* _WHAT THE EXERCISE ASKS_: Retype the records below line for line, changing nothing.

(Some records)
┄┄┄┄┄┄┄┄┄┄┄┄┄┄┄┄┄┄┄┄
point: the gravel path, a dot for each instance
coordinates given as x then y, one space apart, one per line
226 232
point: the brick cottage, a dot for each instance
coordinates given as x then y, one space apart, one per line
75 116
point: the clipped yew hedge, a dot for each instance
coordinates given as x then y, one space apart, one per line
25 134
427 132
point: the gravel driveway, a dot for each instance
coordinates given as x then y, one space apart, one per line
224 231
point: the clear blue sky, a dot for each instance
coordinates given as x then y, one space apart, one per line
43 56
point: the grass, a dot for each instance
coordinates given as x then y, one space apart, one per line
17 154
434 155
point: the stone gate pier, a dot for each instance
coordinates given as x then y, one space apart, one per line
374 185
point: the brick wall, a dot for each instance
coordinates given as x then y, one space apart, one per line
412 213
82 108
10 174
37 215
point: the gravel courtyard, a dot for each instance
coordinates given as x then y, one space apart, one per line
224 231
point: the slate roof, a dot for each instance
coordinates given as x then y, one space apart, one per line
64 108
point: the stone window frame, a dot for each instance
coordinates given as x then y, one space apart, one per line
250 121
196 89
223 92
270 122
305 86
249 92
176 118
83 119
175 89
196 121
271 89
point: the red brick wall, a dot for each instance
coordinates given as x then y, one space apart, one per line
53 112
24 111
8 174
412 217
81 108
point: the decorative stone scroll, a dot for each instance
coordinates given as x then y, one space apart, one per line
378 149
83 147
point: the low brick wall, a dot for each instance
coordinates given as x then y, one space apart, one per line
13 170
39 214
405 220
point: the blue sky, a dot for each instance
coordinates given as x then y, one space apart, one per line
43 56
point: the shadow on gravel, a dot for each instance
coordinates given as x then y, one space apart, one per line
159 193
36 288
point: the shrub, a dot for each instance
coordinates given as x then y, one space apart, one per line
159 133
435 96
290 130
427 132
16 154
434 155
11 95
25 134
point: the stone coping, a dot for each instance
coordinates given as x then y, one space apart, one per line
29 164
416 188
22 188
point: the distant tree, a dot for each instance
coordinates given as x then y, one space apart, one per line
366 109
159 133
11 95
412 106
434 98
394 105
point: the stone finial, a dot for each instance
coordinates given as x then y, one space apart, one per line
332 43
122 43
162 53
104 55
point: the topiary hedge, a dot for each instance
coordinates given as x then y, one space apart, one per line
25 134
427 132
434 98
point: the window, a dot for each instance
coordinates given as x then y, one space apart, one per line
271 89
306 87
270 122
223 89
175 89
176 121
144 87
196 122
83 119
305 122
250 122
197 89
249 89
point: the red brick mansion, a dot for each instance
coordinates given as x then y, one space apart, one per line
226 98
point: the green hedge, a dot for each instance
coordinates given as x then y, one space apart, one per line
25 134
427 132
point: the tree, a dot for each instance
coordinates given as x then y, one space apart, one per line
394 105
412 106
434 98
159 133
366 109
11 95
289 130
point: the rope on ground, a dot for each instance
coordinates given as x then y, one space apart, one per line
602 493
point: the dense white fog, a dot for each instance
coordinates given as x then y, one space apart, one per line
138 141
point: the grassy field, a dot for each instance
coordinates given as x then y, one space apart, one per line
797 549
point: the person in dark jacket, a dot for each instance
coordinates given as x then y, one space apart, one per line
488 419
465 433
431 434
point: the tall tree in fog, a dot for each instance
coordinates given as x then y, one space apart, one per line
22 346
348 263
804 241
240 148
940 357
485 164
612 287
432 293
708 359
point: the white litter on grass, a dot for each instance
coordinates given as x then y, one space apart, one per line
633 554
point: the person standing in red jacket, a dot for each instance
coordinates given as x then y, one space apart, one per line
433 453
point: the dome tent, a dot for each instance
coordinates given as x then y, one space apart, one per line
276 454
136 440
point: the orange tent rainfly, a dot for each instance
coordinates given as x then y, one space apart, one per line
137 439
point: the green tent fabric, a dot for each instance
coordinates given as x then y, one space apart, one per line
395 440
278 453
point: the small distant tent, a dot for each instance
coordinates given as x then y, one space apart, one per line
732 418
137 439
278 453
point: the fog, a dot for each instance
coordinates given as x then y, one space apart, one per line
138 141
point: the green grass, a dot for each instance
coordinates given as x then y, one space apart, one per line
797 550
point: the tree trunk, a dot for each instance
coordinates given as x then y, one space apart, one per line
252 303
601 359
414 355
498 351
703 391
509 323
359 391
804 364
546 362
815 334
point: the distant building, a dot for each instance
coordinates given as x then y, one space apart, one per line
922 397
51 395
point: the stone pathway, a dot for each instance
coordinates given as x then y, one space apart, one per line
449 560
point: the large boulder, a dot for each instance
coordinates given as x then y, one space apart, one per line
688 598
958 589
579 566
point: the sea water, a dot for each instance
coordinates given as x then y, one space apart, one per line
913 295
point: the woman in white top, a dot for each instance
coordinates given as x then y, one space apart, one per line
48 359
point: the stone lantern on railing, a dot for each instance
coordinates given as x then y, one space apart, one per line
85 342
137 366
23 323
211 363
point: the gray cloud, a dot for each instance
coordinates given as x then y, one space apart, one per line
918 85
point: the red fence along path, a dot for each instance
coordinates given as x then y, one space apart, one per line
┄┄┄┄┄┄┄┄┄┄┄┄┄┄┄┄┄┄┄┄
* _RESULT FOR THIS EXERCISE_:
point: the gravel path, a dot for each instance
coordinates given as x then y, one space apart, one per line
226 232
point: the brick cottage, a dot for each instance
coordinates given as x then y, one space apart, one per line
75 116
point: the clipped yew hedge, a dot for each instance
coordinates given as x then y, one space apart, one per line
25 134
427 132
point: the gravel driveway, a dot for each instance
coordinates given as x then y, one space apart, one per line
224 231
point: the clear blue sky, a dot for each instance
coordinates given as x then y, one space apart, one per line
43 56
point: the grass, a dot for each instance
coordinates given as x then y, one space apart, one per line
17 154
434 155
point: the stone gate pier, a dot for each instance
coordinates given as x then y, one space apart, one per line
374 185
point: the brick wall, a dot for each instance
coordinates given as x then y, one space apart, one per line
412 213
82 108
10 174
37 215
point: the gravel courtyard, a dot for each instance
coordinates given as x then y, one space apart, one per line
224 231
point: the slate roof, a dot for each instance
coordinates given as x then y, one space apart, one per line
64 108
point: the stone window frame, a dot for each instance
coordinates given as x then y, one space apart, one per line
250 121
196 89
223 92
270 122
305 86
249 92
176 118
83 119
175 89
196 121
271 89
point: the red brick wall, a dot for each instance
coordinates given as x then y, one space apart, one per line
53 112
24 111
8 174
412 217
81 108
point: the decorative stone scroll, a dot for each instance
coordinates given as x then y, one space apart, one per line
378 149
83 147
point: the low brick wall, a dot for each instance
coordinates given as x then y, one space apart, one per line
13 170
39 214
405 220
point: the blue sky, a dot for each instance
coordinates given as x then y, one space apart, one per line
43 56
point: the shadow on gravel, a dot for each instance
coordinates given as x then y, one space apart, one per line
159 193
36 288
point: the shrub, a dot for each instance
coordinates given as x then y, one space apart, one per line
159 133
435 96
290 130
427 132
16 154
434 155
11 95
25 134
point: the stone coping, a dot for each instance
coordinates given as x then y, one space apart, one per line
29 164
416 188
22 188
point: the distant tree, a dot for each instance
coordinates given as x then y, one space apart, one per line
366 109
159 133
11 95
412 106
434 98
394 105
point: the stone finial, a dot for each instance
coordinates given as x then y, one space apart, one per line
332 43
122 43
162 53
104 55
point: the topiary hedge, a dot for each instance
coordinates given as x then y, one space apart, one per line
25 134
427 132
434 98
point: the window, a dot for each instance
coordinates given as x then y, one space apart, one per line
271 89
306 87
270 122
223 89
175 89
176 121
144 87
196 122
83 119
305 122
250 122
197 89
249 89
point: the red brick mansion, a dot for each instance
coordinates given as x then y, one space apart, one per line
226 98
point: the green hedge, a dot for each instance
coordinates given as x then y, one space apart, one per line
25 134
427 132
point: the tree, a dot for each instance
coordinates given as x then y, one space apart, one per line
394 105
412 106
434 98
159 133
366 109
11 95
289 130
point: the rope on ground, a dot for each instance
coordinates given as x then y, one space apart, one per line
602 493
point: the dense white fog, a dot for each instance
coordinates given as x then y, one space apart, one per line
138 141
point: the grassy field, a dot for each instance
coordinates given as x then y, one space apart, one per line
797 549
point: the person in dark jacket, a dot for each instance
coordinates given as x then y, one space apart, one per line
488 419
465 433
431 434
point: the tall tree in fog, a dot for each instance
coordinates given as x then y, one space apart, one per line
22 346
348 263
804 241
240 148
940 357
485 164
612 287
432 293
708 359
point: the white litter on grass, a dot for each instance
coordinates given as x then y, one space apart, one per line
633 554
point: the person standing in red jacket, a dot for each instance
coordinates given as x then y, one space apart, one per line
433 453
point: the dome tent, a dot for each instance
coordinates given as x then y, one space apart, one per line
276 454
136 440
point: the orange tent rainfly, a dot for each instance
coordinates given as x then y, one space apart, one per line
137 439
point: the green tent fabric, a dot for each instance
coordinates given as x then y, one space apart, one per line
395 440
278 453
point: the small distant tent, a dot for each instance
coordinates given as x then y, one space apart, one per line
732 418
137 439
278 453
point: the fog, a dot for each instance
coordinates given as x then y, one space apart, one per line
138 141
point: the green grass, a dot for each instance
coordinates given as x then y, one space apart, one per line
797 550
point: the tree trunk, a dot for each instance
coordinates given as x then y, one space apart, one per line
252 303
601 359
414 355
498 351
703 391
509 323
359 391
804 364
546 362
815 334
point: the distant building, a dot for each instance
coordinates given as x then y, one space apart, one per line
922 397
51 395
point: the stone pathway, a dot for each instance
coordinates given as x then y, one space apart, one per line
449 560
point: the large boulder, a dot for each instance
coordinates given as x then y, one space apart, one per line
688 598
958 589
579 566
point: the sea water, a dot for each instance
coordinates given as x then y, one space apart, one per line
913 295
point: the woman in white top, a dot for each instance
coordinates given as x then y, one space apart, one per line
48 359
point: the stone lantern on railing, a dot for each instance
coordinates given as x then y, one space apart, one per line
85 342
137 366
23 323
211 363
point: the gray cloud, a dot for each instance
coordinates given as x then y, one space apart, one per line
918 85
point: the red fence along path, a dot for each instance
coordinates given as x then y, one space apart, one per line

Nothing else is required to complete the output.